But Burr's point is nonetheless well taken, and one might imagine hints at an awareness on his part that generally he's reviewing hackwork - except for this telling, highly irritating aside:
I have to admit I'm fairly sour on the Boston area theater scene -- 20 years in New York followed by two subscription seasons at The Huntington that just about put me into a coma will do that.
To which I can only say - are you f-ing kidding? I just tried to find a new movie to watch this weekend. My options included College Road Trip, Drillbit Taylor, 10,000 B.C., Horton Hears a Who and Never Back Down - out-and-out junk that would never find its way onto a local stage. Okay, I know what you're saying - what about the Kendall? Even there the pickings were slim - In Bruges I had heard was overrated, and I just wasn't up for The Counterfeiters, yet another ironic WWII genre piece. (My friends and I settled on No Country for Old Men.)

------------------------------------------------

● **Tasks to carry out**
1. In the passage on the Boston theater scene, which movie did the writer and friends end up choosing?
2. Reproduce word for word the part of the passage on the Boston theater scene starting at "To which I can" and ending at "for Old Men.)".
Rely only on the passage on the Boston theater scene.

[Image-backed grounding data]
------------------------------------------------

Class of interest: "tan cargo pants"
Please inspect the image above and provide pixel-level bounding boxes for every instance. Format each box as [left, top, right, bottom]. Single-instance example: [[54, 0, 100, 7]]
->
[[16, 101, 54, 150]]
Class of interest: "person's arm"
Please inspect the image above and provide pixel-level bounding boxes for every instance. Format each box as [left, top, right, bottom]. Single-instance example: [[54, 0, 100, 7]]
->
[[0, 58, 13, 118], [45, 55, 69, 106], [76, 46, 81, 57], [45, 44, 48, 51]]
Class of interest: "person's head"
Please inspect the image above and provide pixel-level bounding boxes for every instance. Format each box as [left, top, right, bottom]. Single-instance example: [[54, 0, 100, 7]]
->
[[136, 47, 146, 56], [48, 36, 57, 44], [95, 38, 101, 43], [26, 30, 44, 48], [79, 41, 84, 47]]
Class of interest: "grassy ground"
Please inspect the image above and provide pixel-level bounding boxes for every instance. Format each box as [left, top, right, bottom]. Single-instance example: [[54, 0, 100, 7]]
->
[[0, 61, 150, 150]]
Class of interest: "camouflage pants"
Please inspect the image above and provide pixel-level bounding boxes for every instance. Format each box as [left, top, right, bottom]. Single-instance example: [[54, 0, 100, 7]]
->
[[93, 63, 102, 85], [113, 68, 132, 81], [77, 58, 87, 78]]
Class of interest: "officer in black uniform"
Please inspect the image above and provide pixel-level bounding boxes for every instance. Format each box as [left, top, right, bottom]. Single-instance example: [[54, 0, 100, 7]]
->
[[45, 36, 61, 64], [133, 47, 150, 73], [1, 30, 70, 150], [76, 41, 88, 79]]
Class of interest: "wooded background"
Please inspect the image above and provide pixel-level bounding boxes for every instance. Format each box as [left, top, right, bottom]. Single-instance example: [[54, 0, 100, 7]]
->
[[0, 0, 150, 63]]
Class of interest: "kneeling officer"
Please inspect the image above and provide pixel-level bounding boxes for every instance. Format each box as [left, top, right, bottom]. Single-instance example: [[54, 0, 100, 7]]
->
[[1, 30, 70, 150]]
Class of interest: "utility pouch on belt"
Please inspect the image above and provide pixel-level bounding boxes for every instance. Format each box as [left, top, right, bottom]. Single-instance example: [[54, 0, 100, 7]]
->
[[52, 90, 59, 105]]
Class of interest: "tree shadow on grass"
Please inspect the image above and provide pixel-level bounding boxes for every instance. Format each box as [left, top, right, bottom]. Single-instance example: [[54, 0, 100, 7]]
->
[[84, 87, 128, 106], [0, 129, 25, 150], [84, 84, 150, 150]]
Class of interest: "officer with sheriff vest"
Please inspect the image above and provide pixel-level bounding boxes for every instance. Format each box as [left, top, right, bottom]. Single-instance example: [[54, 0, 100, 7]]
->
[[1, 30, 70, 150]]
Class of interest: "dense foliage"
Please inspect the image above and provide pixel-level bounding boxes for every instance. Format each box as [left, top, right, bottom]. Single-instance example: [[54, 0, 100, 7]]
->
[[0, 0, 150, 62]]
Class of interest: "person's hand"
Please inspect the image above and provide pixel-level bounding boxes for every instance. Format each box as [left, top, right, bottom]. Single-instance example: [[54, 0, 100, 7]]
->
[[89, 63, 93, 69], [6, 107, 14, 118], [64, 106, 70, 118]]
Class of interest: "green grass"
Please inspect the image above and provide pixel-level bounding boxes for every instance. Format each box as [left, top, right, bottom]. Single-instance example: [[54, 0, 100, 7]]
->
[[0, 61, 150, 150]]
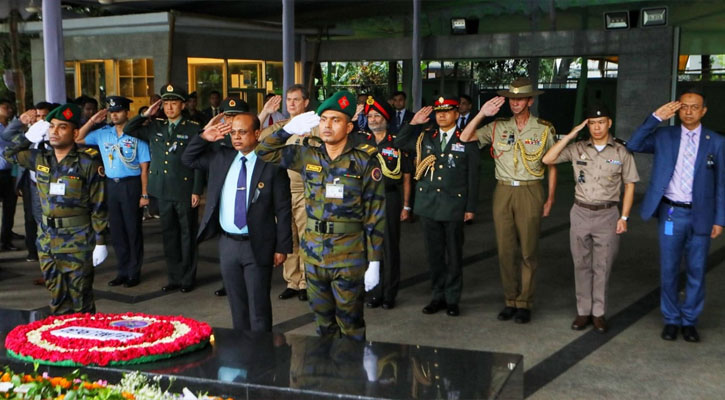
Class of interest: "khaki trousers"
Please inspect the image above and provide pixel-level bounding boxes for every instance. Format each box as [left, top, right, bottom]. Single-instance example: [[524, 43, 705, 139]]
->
[[282, 192, 307, 290], [569, 204, 619, 317], [493, 183, 544, 309]]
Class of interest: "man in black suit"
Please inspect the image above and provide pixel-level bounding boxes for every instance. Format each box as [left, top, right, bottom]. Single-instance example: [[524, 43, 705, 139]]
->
[[182, 112, 292, 332], [388, 91, 414, 133]]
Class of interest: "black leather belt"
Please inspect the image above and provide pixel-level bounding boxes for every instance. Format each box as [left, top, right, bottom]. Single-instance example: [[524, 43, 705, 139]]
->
[[662, 197, 692, 208], [222, 231, 249, 242]]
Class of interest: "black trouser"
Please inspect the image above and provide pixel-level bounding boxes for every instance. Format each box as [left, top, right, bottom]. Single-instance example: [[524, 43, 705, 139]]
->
[[0, 169, 18, 244], [421, 217, 463, 304], [19, 171, 38, 257], [372, 185, 403, 301], [106, 176, 143, 279], [159, 195, 198, 287]]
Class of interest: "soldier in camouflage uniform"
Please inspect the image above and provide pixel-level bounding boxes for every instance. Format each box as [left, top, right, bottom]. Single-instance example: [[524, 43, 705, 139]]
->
[[123, 84, 204, 293], [4, 104, 108, 315], [257, 91, 385, 340]]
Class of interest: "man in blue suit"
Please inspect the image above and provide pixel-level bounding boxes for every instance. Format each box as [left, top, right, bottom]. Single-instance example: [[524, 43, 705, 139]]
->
[[627, 90, 725, 342]]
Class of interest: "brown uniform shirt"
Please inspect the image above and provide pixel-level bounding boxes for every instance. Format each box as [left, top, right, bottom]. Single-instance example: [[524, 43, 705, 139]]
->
[[259, 119, 320, 193], [556, 136, 639, 204], [476, 115, 556, 181]]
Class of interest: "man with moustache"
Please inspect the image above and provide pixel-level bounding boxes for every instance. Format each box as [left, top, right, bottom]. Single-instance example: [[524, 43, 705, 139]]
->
[[461, 78, 556, 324], [182, 112, 292, 332], [4, 103, 108, 315], [394, 97, 480, 317], [123, 84, 204, 293], [542, 105, 639, 333], [75, 96, 151, 287]]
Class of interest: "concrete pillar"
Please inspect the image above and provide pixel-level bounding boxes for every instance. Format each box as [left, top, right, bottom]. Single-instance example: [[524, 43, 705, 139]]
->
[[411, 0, 423, 111], [282, 0, 295, 104], [43, 0, 66, 104]]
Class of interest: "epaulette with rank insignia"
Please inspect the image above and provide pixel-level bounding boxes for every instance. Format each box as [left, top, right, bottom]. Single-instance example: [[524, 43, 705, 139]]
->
[[355, 143, 378, 157], [536, 118, 554, 126]]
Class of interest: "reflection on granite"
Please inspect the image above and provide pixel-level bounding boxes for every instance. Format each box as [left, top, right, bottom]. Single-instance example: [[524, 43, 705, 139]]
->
[[0, 309, 523, 399]]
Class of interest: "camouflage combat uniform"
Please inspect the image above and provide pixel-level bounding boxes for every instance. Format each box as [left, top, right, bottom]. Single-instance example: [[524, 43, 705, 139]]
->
[[256, 130, 385, 339], [4, 135, 108, 314]]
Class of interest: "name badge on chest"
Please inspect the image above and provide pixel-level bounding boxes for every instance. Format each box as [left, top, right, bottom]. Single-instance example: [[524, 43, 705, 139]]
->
[[49, 181, 65, 196], [325, 178, 345, 199]]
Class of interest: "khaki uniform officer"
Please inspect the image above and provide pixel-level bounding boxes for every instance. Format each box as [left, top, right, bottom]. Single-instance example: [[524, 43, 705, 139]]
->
[[461, 78, 556, 323], [544, 106, 639, 333], [123, 84, 204, 293]]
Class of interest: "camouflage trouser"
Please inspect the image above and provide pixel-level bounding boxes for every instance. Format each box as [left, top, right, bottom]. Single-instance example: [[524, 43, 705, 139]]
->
[[38, 246, 96, 315], [305, 263, 365, 340]]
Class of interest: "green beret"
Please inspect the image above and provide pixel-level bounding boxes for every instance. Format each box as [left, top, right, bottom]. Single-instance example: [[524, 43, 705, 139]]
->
[[45, 103, 81, 128], [161, 83, 186, 101], [317, 90, 357, 119]]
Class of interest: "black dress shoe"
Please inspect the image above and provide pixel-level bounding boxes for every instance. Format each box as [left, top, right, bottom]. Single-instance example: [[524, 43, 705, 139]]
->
[[660, 324, 679, 341], [365, 297, 383, 308], [161, 285, 181, 292], [123, 278, 141, 287], [682, 325, 700, 343], [108, 276, 126, 286], [279, 288, 299, 300], [446, 304, 461, 317], [497, 306, 516, 321], [423, 300, 446, 314], [514, 308, 531, 324]]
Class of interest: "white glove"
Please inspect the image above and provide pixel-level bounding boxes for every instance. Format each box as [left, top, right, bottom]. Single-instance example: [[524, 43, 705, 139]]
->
[[365, 261, 380, 292], [363, 345, 378, 382], [25, 120, 50, 143], [93, 244, 108, 267], [282, 111, 320, 135]]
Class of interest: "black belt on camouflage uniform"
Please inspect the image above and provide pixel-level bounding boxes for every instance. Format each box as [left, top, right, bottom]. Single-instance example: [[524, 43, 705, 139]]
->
[[307, 218, 362, 234], [42, 215, 91, 228]]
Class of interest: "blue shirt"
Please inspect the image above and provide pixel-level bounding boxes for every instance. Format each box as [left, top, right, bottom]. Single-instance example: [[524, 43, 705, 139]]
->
[[86, 125, 151, 178], [219, 151, 257, 234]]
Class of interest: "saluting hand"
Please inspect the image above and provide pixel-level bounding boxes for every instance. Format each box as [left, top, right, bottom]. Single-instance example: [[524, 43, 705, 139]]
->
[[655, 101, 682, 121], [410, 106, 433, 125], [143, 99, 163, 117], [478, 96, 506, 117]]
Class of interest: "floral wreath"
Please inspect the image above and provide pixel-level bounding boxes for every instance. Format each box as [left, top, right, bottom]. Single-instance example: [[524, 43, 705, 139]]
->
[[5, 313, 212, 366]]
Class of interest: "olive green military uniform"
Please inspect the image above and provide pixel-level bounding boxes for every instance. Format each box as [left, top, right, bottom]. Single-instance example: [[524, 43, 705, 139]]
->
[[394, 122, 480, 305], [556, 136, 639, 317], [256, 94, 385, 340], [476, 115, 556, 309], [259, 120, 320, 290], [123, 85, 204, 288], [4, 132, 108, 315]]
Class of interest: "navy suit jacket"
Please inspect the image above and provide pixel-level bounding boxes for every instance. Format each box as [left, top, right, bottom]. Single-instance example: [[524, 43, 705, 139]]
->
[[181, 135, 292, 266], [627, 115, 725, 235]]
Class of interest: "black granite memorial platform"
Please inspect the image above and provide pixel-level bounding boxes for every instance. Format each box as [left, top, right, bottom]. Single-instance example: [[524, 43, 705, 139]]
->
[[0, 309, 524, 399]]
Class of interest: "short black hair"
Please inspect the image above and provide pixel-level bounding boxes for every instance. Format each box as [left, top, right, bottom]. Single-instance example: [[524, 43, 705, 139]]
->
[[285, 83, 310, 100], [678, 86, 707, 107], [34, 101, 55, 111]]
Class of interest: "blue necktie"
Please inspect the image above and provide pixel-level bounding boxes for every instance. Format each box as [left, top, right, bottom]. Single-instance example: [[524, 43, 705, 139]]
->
[[239, 157, 247, 229]]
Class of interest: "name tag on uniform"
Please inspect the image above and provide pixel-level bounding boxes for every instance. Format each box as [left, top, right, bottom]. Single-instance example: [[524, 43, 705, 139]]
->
[[50, 182, 65, 196], [325, 183, 345, 199]]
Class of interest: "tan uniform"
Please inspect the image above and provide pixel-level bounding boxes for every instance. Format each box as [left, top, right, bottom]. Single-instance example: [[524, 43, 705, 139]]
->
[[259, 119, 320, 290], [556, 137, 639, 317], [476, 115, 556, 309]]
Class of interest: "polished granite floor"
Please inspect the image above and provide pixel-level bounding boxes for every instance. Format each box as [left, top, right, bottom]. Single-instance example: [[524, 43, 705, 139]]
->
[[0, 161, 725, 399]]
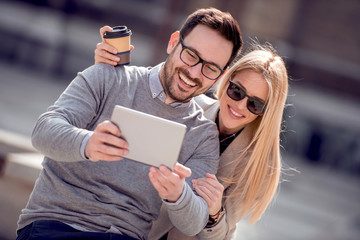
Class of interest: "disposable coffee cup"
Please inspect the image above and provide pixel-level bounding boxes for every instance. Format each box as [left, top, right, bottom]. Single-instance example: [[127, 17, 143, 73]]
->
[[104, 26, 132, 66]]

------------------------------------------------

● **Solution list**
1. No Country for Old Men

2.
To which I can only say - are you f-ing kidding? I just tried to find a new movie to watch this weekend. My options included College Road Trip, Drillbit Taylor, 10,000 B.C., Horton Hears a Who and Never Back Down - out-and-out junk that would never find its way onto a local stage. Okay, I know what you're saying - what about the Kendall? Even there the pickings were slim - In Bruges I had heard was overrated, and I just wasn't up for The Counterfeiters, yet another ironic WWII genre piece. (My friends and I settled on No Country for Old Men.)